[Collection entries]
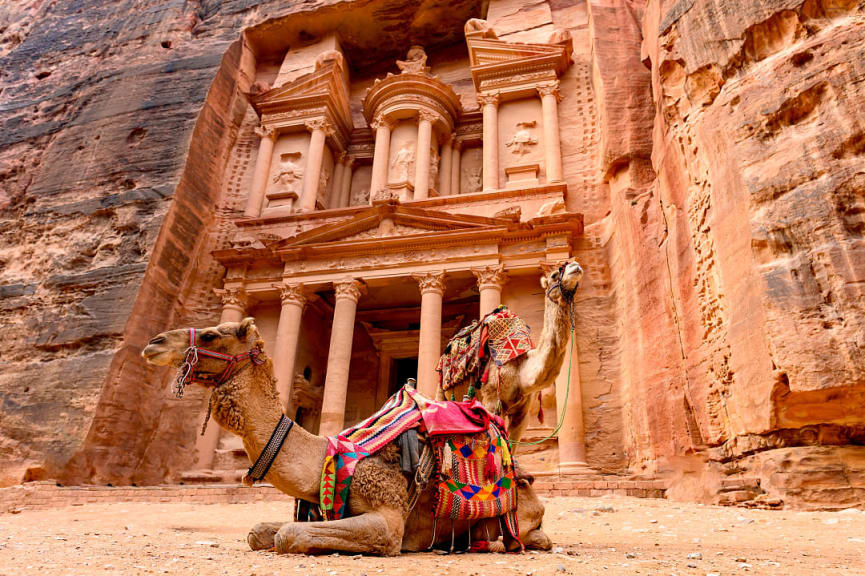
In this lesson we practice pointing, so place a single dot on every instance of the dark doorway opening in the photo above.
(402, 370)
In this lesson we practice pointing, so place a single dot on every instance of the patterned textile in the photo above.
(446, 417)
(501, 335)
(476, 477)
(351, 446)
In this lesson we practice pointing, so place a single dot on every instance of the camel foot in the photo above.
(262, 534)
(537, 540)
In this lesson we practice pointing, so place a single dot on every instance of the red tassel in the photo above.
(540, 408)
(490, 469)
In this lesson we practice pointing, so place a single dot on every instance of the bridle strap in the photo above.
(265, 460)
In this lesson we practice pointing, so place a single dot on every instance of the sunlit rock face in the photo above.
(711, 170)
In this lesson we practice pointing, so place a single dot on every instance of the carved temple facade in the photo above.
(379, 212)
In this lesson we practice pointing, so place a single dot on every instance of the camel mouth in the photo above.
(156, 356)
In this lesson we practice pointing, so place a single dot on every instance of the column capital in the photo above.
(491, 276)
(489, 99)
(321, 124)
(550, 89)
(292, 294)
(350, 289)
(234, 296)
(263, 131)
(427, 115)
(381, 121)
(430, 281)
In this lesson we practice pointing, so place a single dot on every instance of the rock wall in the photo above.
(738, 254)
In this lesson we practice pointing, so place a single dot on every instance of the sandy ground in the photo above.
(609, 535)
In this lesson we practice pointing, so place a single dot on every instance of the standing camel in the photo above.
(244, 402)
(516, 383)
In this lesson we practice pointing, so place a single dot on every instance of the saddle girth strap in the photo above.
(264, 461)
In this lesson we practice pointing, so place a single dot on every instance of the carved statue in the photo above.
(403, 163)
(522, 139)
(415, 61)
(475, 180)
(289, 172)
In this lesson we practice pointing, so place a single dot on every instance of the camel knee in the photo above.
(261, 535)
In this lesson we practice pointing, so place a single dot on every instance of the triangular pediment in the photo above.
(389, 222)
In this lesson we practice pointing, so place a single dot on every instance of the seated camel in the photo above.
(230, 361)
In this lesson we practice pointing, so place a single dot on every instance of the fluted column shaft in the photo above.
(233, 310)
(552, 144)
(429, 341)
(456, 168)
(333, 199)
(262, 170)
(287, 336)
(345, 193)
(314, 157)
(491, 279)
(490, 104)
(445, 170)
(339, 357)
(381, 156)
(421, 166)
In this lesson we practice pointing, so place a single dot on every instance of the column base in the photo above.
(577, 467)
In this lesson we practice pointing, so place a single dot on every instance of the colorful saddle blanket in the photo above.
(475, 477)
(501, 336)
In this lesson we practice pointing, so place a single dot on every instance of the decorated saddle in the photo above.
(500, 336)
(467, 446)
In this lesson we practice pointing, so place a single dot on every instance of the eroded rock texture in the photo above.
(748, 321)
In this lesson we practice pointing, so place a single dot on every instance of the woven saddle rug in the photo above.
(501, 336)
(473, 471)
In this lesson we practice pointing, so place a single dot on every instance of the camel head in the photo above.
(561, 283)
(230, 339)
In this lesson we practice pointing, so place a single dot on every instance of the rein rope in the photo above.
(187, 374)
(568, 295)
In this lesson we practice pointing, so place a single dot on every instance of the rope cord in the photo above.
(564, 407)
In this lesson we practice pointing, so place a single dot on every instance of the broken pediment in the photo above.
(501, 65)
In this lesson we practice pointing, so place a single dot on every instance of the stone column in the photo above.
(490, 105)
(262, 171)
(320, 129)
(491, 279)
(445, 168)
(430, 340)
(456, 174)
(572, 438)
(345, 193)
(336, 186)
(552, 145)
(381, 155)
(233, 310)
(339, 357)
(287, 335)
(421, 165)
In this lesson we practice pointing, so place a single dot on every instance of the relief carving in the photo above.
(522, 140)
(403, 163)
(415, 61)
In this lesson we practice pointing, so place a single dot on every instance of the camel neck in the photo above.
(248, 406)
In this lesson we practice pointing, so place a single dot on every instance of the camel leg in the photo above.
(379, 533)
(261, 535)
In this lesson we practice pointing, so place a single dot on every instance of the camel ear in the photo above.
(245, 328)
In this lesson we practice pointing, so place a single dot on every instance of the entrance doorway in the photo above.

* WHAT YOU WILL DO
Give the data again exactly as it stands, apart from the pictures.

* EXERCISE ANSWER
In this lesson we practice pointing, so place a single dot on every instance of the dark doorway opening in the photo above.
(402, 370)
In this lesson we practice pointing, so place a single dot on every instance of the patterned textile in the photo above.
(446, 417)
(501, 335)
(476, 477)
(351, 446)
In this lesson we practice pointing, so place a single dot on every instance of the camel foot in the photo above.
(262, 534)
(537, 540)
In this lesson we practice pointing, so place a single dot on every instance of the red tassel in the photo above.
(540, 408)
(490, 469)
In this lesson we practice pointing, so place a single dot on every instance of the bridle strap in the photo above.
(265, 460)
In this lesson we practice pointing, so place a single dot on every instance of the sunlit rock face in the photo above.
(711, 170)
In this lesson we practice pointing, so place a single dot on every instance of the carved temple facade in the photo above.
(379, 212)
In this lesson we practice pointing, so place a single dot on every instance of the camel mouth in the photo above.
(156, 356)
In this lesson we practice pointing, so place a single dot on every instance of the column capital in the photo above.
(491, 276)
(489, 99)
(321, 124)
(550, 89)
(292, 294)
(350, 289)
(234, 296)
(263, 131)
(427, 115)
(381, 121)
(430, 281)
In this lesson we practice pointing, so place a single dot on every instance of the rock wall in the photo above.
(738, 254)
In this lesson we practice pointing, so place a single dot on every instance of the sandy ground in the photo above.
(609, 535)
In this lesson we practice pointing, so place a single dot on every instance of the standing camel in the photo above.
(244, 402)
(516, 383)
In this lesson we practice pointing, so place a single dot on every instance of the saddle girth strap in the photo above.
(264, 461)
In this lesson we practice pointing, so place a single dot on every instance of the carved statue in the photo above.
(403, 163)
(522, 139)
(415, 61)
(475, 180)
(289, 172)
In this lesson we practice pointing, so place a single dot on every instance of the camel knee in the photo above.
(261, 535)
In this lesson we practice pointing, so place a single dot on every instance of the triangular pediment in the photo above.
(389, 222)
In this lesson we practice pointing, so place a single dot on every instance of the seated camel in the photo above.
(230, 361)
In this lesson we practice pointing, so place a single dot on every instance of the fluted column shaft in the photo above.
(233, 310)
(552, 144)
(429, 341)
(456, 168)
(333, 199)
(262, 170)
(287, 336)
(345, 193)
(314, 157)
(491, 279)
(490, 104)
(445, 170)
(339, 357)
(381, 156)
(421, 166)
In this lesson we practice pointing, so place a single dot on every instance of the column base in the photo above.
(577, 467)
In this lesson we practice pointing, so place a single dot on every instance of the colorful saddle blanket in the photo above.
(475, 477)
(501, 336)
In this lesson we practice pointing, so place a single dot on every instance of the decorated saddle in the photo above.
(500, 336)
(467, 446)
In this lesson we practice pointing, so place a single dot on every instance of the eroded rock texture in the photo above.
(748, 321)
In this lesson we practice pointing, so place a single dot on every instance of the woven saddle rug in the photo above.
(501, 336)
(473, 471)
In this lesson we practice pointing, so place a single dot on every instance of the camel head in the photo above.
(561, 283)
(230, 339)
In this lesson we practice pointing, so place a single dot on every instance of the rein rope in the photo above.
(187, 374)
(568, 295)
In this lesson we practice pointing, so place a single dot on every instance of the rope cord in the photo above.
(564, 407)
In this lesson we practice pointing, so place a single dot on every instance of the broken pediment in the photo above.
(501, 65)
In this lesson we practice pointing, so place a single dot on every instance of the stone column in the photo above.
(490, 105)
(262, 171)
(320, 129)
(491, 279)
(445, 168)
(430, 340)
(456, 174)
(572, 438)
(345, 193)
(336, 186)
(552, 145)
(381, 155)
(233, 310)
(339, 357)
(287, 335)
(421, 165)
In this lesson we practice pointing, so place a single dot on every instance of the relief carving in the photo above.
(522, 140)
(403, 163)
(415, 61)
In this lesson we practice pointing, so place a single dot on every instance of the camel neck in the photo above.
(248, 406)
In this lesson we practice pointing, so place a single dot on every instance of the camel leg in the photo above.
(379, 533)
(261, 535)
In this lesson we practice pointing, so place a single dot on every instance of the camel ear in the photo above.
(245, 328)
In this lesson we practice pointing, so place a single dot on every instance of the entrance doorway in the photo above.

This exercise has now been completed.